AIM OF THE TASK: Which lines in the material below contain the string "green"? Report each of those lines in full, matching case exactly.

[Records]

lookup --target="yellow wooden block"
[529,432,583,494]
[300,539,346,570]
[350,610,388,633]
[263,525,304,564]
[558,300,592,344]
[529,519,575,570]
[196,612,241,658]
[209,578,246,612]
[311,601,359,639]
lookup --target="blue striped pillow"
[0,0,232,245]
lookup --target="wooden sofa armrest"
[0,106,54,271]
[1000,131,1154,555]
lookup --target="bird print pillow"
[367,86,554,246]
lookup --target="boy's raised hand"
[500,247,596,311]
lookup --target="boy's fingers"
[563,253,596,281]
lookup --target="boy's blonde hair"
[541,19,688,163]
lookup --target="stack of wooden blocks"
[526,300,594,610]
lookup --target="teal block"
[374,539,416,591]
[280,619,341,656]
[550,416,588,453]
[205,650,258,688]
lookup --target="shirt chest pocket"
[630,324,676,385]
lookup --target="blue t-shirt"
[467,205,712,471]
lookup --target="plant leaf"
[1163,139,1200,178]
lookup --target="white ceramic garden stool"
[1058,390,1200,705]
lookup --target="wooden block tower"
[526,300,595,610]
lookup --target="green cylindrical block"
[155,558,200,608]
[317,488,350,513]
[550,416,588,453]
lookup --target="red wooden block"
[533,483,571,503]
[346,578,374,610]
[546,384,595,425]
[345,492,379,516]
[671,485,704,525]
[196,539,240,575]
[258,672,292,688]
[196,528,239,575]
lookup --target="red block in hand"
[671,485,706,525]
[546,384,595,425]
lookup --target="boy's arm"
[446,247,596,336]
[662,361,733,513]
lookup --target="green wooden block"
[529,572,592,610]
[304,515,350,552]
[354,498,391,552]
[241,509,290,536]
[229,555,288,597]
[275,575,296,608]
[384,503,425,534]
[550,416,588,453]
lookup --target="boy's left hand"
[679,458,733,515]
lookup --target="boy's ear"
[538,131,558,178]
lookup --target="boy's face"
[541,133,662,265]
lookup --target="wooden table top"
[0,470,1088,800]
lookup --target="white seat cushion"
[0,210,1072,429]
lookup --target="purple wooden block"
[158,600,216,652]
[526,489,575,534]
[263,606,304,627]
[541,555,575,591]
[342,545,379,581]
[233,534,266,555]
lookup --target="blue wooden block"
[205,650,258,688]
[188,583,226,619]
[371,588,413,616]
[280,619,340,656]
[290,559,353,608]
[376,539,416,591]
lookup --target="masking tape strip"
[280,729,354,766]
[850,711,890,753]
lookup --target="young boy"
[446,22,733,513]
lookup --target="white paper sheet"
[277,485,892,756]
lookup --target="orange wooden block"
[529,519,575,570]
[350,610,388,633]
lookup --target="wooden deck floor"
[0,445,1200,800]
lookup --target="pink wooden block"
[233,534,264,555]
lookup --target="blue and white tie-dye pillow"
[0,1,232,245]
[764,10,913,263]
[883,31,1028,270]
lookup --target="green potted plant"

...

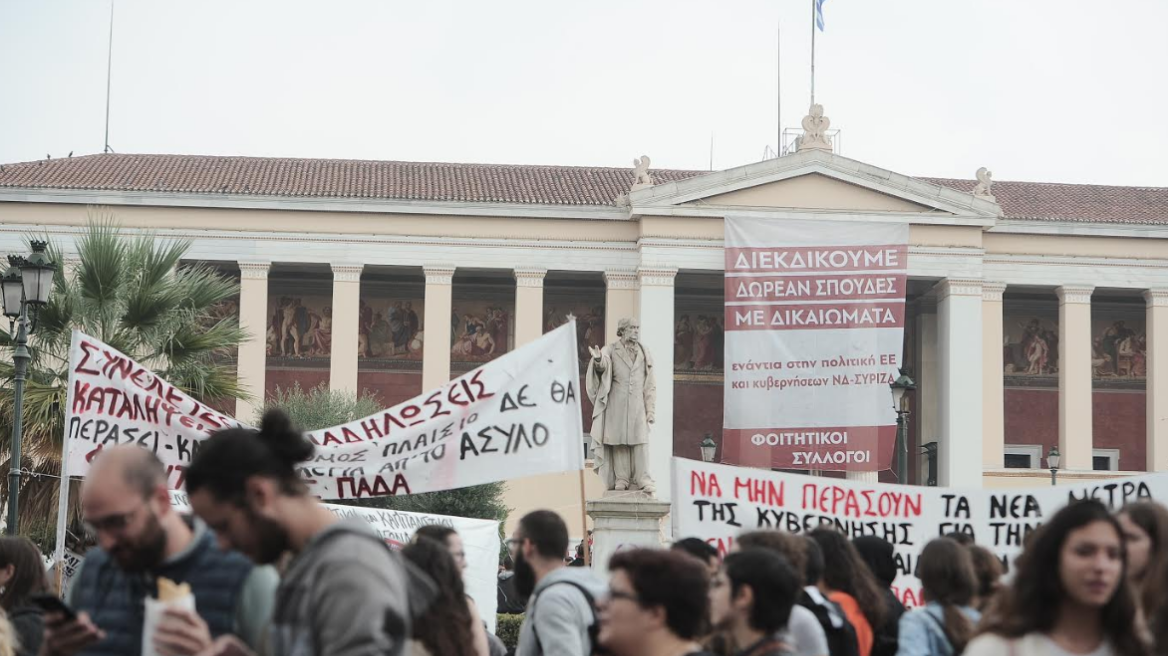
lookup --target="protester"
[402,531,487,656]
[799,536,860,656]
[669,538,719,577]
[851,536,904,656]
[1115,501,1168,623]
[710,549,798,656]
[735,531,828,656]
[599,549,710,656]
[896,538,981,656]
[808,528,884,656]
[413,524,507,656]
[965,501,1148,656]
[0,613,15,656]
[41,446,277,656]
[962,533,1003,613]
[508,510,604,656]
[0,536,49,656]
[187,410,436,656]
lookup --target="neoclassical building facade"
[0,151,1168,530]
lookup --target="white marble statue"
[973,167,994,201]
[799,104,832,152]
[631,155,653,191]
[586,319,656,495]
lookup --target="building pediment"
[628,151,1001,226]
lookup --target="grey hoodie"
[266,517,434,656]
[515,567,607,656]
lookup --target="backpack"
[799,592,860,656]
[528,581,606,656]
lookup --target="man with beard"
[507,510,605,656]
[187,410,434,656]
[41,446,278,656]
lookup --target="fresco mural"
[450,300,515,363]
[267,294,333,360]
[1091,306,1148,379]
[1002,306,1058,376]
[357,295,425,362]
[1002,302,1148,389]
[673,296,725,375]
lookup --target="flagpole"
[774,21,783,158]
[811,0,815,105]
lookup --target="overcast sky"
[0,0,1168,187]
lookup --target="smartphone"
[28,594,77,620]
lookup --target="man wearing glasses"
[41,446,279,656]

* * *

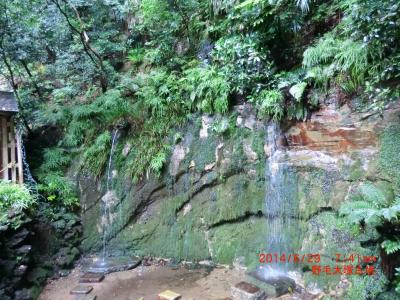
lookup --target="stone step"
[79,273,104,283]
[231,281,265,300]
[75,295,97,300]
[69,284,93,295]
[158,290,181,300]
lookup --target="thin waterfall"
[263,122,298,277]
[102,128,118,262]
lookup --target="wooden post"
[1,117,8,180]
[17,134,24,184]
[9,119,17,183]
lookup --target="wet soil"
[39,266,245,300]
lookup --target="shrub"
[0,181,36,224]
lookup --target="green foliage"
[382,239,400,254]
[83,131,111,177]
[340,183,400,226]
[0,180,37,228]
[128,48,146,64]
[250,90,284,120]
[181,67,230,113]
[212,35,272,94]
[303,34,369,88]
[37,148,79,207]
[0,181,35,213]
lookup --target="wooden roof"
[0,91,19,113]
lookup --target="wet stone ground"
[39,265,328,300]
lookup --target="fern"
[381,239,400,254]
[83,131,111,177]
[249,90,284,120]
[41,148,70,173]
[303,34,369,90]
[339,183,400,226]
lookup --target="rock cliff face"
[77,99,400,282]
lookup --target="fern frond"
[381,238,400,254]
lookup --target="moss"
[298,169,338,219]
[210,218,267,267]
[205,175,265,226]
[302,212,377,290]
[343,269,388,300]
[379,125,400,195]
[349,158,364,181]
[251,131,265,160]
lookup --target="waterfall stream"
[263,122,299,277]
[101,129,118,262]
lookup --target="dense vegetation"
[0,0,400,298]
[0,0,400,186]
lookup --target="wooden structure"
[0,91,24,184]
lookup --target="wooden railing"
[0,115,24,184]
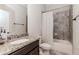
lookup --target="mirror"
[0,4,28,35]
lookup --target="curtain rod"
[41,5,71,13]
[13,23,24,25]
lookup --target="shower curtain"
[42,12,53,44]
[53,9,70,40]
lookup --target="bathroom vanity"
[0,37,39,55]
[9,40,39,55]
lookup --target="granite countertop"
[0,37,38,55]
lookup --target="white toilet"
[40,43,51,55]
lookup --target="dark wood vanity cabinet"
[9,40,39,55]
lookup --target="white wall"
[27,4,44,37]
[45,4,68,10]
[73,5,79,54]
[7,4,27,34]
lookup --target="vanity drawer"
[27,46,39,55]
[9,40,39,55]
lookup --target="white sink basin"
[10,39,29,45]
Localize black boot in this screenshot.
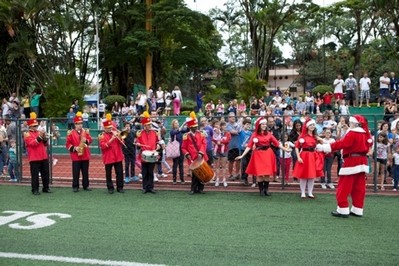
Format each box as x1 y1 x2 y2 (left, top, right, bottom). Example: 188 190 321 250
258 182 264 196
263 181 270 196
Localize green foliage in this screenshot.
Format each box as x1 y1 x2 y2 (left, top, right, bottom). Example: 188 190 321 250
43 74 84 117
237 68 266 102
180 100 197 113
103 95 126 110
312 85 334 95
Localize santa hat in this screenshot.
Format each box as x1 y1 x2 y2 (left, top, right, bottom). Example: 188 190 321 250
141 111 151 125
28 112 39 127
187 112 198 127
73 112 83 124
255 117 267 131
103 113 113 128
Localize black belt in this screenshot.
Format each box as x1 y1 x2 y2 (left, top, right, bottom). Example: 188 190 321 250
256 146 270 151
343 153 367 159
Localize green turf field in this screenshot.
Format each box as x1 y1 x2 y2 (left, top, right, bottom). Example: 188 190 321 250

RESPONSE:
lookup --target="green cylindrical block"
lookup --target="green wooden block"
lookup --target="green potted plant"
lookup --target="green foliage"
Localize green foliage in this screenshot.
Localize green turf field in this screenshot.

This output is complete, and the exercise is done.